[TASK DETAILS] Would you please restate the data exactly as it stands, apart from the pictures?

[DATA IN THIS EXERCISE]
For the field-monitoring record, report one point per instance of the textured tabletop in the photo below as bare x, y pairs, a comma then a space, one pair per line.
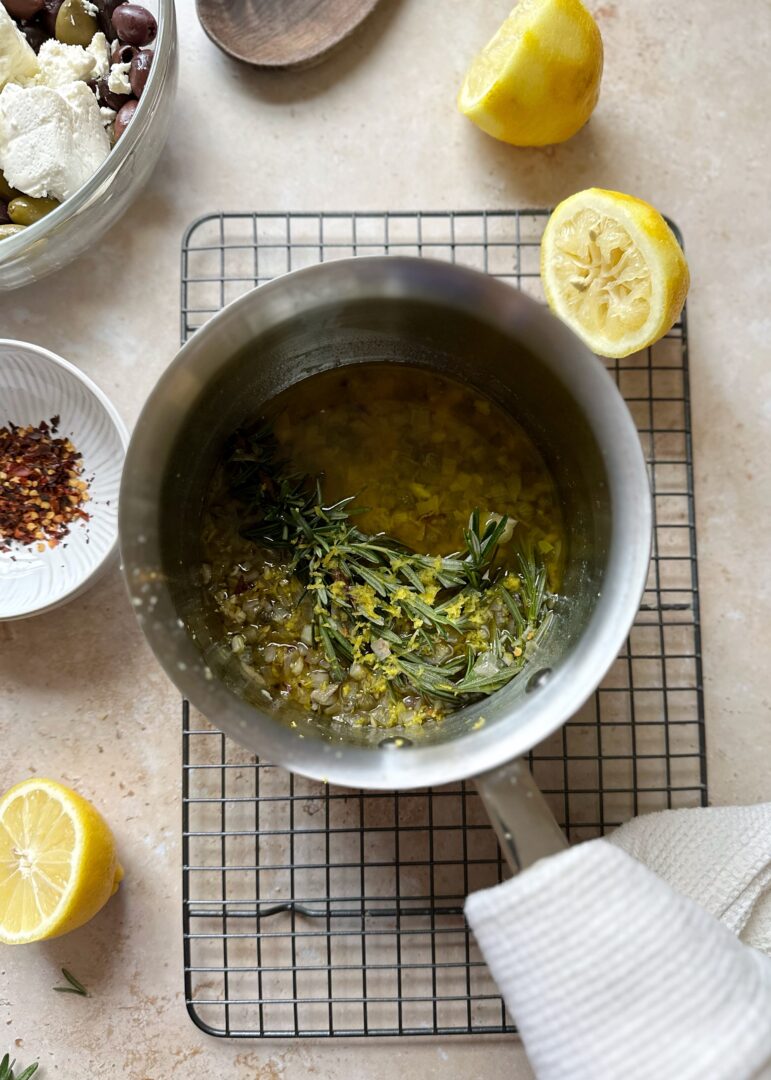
679, 123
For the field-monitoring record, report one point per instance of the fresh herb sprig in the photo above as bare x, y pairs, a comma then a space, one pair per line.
452, 628
7, 1067
75, 986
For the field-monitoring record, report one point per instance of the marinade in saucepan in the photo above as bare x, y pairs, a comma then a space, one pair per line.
382, 548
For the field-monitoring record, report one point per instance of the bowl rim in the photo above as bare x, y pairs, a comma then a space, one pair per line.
122, 431
13, 246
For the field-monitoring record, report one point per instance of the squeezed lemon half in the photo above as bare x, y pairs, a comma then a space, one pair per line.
57, 862
537, 81
613, 271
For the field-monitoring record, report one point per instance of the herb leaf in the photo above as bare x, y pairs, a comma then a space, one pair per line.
452, 628
8, 1074
75, 986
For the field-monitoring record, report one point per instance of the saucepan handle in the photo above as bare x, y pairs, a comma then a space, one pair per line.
526, 828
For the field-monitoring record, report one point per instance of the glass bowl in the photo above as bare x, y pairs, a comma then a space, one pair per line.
86, 215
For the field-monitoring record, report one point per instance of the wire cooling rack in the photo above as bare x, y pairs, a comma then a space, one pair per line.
311, 910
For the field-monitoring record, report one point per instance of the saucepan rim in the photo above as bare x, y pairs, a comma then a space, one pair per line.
573, 680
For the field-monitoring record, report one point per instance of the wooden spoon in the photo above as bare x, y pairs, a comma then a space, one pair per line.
281, 34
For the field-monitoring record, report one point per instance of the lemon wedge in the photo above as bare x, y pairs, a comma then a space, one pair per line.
57, 862
537, 81
613, 271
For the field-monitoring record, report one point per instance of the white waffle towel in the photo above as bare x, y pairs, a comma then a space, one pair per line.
643, 957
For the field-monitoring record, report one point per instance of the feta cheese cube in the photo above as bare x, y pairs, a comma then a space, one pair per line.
51, 140
62, 64
118, 80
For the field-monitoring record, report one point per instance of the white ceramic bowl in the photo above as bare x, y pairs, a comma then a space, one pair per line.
82, 219
35, 386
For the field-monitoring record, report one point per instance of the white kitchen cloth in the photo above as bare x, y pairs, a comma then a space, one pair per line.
614, 970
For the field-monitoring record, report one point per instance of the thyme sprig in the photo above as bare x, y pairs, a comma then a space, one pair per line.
75, 985
452, 628
7, 1067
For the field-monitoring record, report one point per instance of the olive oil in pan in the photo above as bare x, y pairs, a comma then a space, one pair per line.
382, 548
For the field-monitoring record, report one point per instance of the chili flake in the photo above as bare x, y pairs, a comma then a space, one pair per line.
42, 489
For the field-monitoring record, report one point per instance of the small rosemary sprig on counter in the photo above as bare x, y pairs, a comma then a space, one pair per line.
75, 985
452, 628
7, 1067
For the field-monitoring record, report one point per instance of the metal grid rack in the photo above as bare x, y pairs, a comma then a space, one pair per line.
313, 912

[RESPONSE AREA]
For the field-monitoring record, report one point per instance of the textured tabletop in the photo below as bare x, y pairs, a comma then a space, one pair per line.
679, 123
For the field-monitoring record, report one point per instance of the fresh herb sprig in the photo above as bare x, y pairs, a comma then a space, one pair per line.
452, 628
7, 1067
75, 986
For the field-monitoring record, report one point per instance of the marinade in saucepan in the photo above as bare x, y pairs, a comma then a space, one pair per line.
382, 548
For the field-monitoring record, report one point per instance of the bowl rim in the photo above as bare x, y pairs, a comma then a space, one pair per line.
122, 431
13, 246
For the field-monitoring record, report one point per instance of the squeezed lemon half in the photo above as bare x, y pairs, a comma then a space, one pair per line.
57, 862
537, 81
613, 271
For the field-monitoring record, report one point per instance of the herb leaf in the photo above as bare x, y pairs, a comma then a space, one pair per line.
452, 628
8, 1074
75, 986
For the field-monitoring record, report one point per instance of the saucepan handle in the photo above as bare x, y pairs, a comma then a space, one pair per line.
526, 828
For the field-monitoring record, report one point per instance of the glass bowl in the photo above as bare x, y pairs, a comma then a space, one pair per line.
86, 215
For the field-monitoring record, report one point per instance of the wire cooling rack in the photo above as bare x, y pairs, a comma then a space, one pair per line.
311, 910
For the field-monitoring record, report one point per instance of the saucepan rim in the photo above as bare x, y pairs, a comma then a space, one pair per line.
573, 680
For the field-monitoring record, report one point per instance of the wooden spoon in the photo above as bare x, y pairs, a comma then a space, one pair per line.
281, 34
For the field-monitoring record, report one point per instance of the lemon wedge in the photo above as bare x, y pairs, a comma then a space, one pair per line.
57, 862
537, 81
613, 271
For the field-monitoring record, report one point per instance of the white waffle towel in the photo above as bare x, y pairs, a comma then a space, one pair per line.
643, 957
For the field-monitoring record, report one point per instance of the feta cheese cube in the photo above as bare x, y pairs, a comma then a space, one pair per line.
51, 140
62, 64
118, 80
For the field-monitoring record, report one point per instance of the white ceramic bowl in the photo above as bare x, y pairs, a comma then a space, one pair per line.
82, 219
35, 386
For the field-monitoring record, report one point per instance of the white kitchen cloth in the photo above as bare x, y pairs, a comma then a space, one pair per line.
614, 970
For the field-monitoring record, report one point per instance of the thyme sprig in the photo above as bare x, y pairs, a comma then a space, one pair per line.
75, 985
452, 628
7, 1067
For the field-monitoring record, report one point per instance of the olive oil in pan in the photo above as bare x, y pairs, a comma then a space, one pair per line.
382, 548
For the field-monitoring record, report one point per instance of the chili flake in the photo above as bare x, y pairs, a comma then a space, one pair per line.
42, 489
For the field-monitoring record, report one point per instance of the small rosemary sprig on counter in the photo above as bare x, y pairs, a comma then a space, one pair per line.
75, 985
452, 628
7, 1067
For the field-monitoring record, report one point per instance of the metal grid rack in the photo above as bare x, y pairs, a comma then a space, one pair per line.
313, 912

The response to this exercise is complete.